(Task instructions) Please print every record below exactly as written, leaving out the pictures.

═══

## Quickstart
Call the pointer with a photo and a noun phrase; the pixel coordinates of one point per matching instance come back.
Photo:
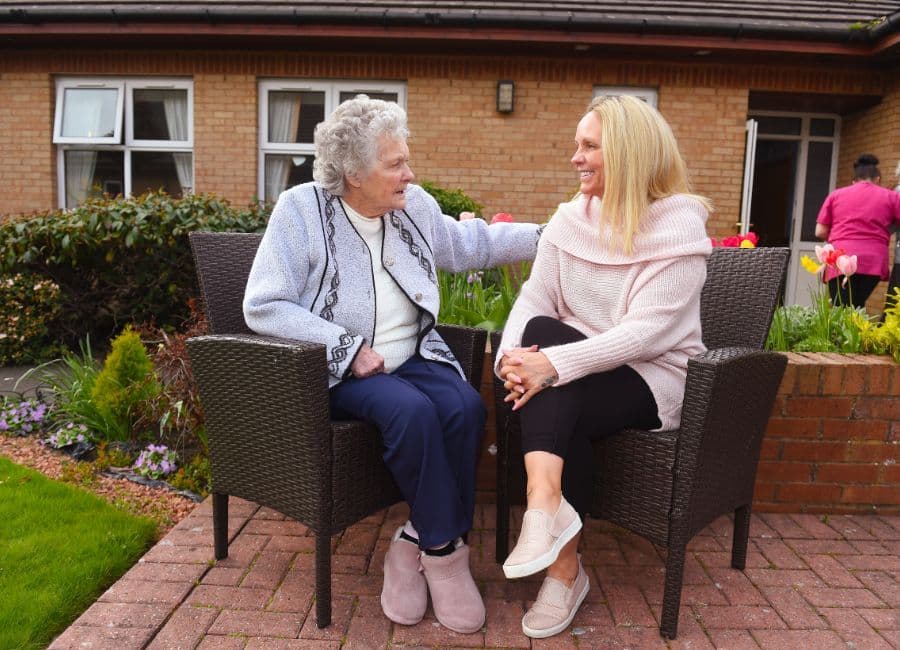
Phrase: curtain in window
(175, 104)
(89, 113)
(79, 174)
(284, 111)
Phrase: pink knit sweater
(641, 310)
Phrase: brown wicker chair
(267, 418)
(667, 486)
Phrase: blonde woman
(600, 336)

═══

(Solved exercise)
## Quickstart
Call the pointer with a photo and a noun phrase; the pixel coordinates of one point per matching instance come back.
Photo:
Phrase: curtain in window
(175, 104)
(89, 113)
(79, 174)
(284, 111)
Phrase: pink knit sweater
(641, 310)
Phrase: brown wicker chair
(267, 418)
(667, 486)
Phrase: blonde woman
(600, 336)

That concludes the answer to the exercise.